WORK REQUIRED ▸
Rewrite the part of the data that opens with the line containing "of the window" and closes at the end of the data, with every line included. Shift each coordinate in the answers up by 41.

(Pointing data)
++++++++

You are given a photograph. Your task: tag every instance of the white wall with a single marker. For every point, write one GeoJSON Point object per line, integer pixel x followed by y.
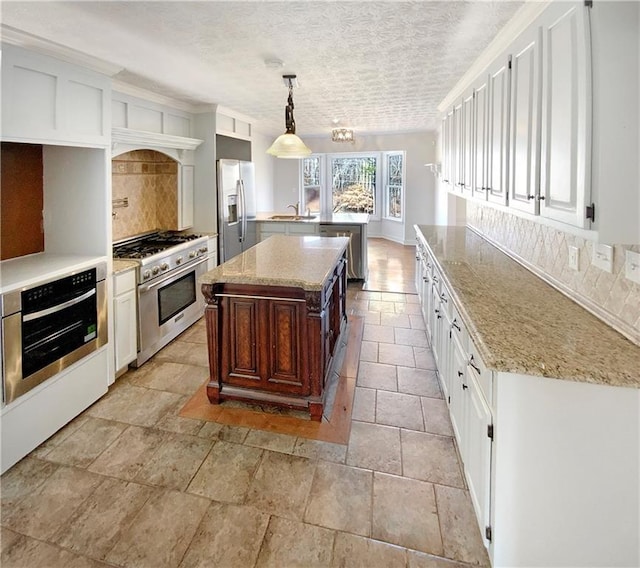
{"type": "Point", "coordinates": [420, 148]}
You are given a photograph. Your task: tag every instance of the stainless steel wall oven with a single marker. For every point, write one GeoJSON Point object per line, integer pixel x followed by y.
{"type": "Point", "coordinates": [49, 326]}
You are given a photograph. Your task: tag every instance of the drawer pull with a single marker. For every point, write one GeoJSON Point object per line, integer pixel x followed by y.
{"type": "Point", "coordinates": [472, 363]}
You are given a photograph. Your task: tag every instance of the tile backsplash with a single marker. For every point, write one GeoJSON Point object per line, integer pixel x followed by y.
{"type": "Point", "coordinates": [148, 179]}
{"type": "Point", "coordinates": [611, 296]}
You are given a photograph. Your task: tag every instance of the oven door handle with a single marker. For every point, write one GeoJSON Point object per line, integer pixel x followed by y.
{"type": "Point", "coordinates": [143, 289]}
{"type": "Point", "coordinates": [59, 307]}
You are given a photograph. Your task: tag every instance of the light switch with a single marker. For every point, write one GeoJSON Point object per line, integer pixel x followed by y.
{"type": "Point", "coordinates": [632, 266]}
{"type": "Point", "coordinates": [603, 257]}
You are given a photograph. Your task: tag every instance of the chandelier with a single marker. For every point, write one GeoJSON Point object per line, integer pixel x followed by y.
{"type": "Point", "coordinates": [342, 135]}
{"type": "Point", "coordinates": [288, 145]}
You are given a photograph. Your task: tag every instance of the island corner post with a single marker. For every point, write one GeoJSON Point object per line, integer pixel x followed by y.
{"type": "Point", "coordinates": [275, 344]}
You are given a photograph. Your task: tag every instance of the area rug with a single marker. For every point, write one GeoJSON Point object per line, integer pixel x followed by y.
{"type": "Point", "coordinates": [336, 423]}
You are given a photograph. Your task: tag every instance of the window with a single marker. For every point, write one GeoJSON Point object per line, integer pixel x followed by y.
{"type": "Point", "coordinates": [393, 185]}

++++++++

RESPONSE ▸
You are given a photograph. Your task: tag every instance of the window with a single marker. For every point, write one GeoJSON Point object per line, integer pixel x followed by y.
{"type": "Point", "coordinates": [434, 226]}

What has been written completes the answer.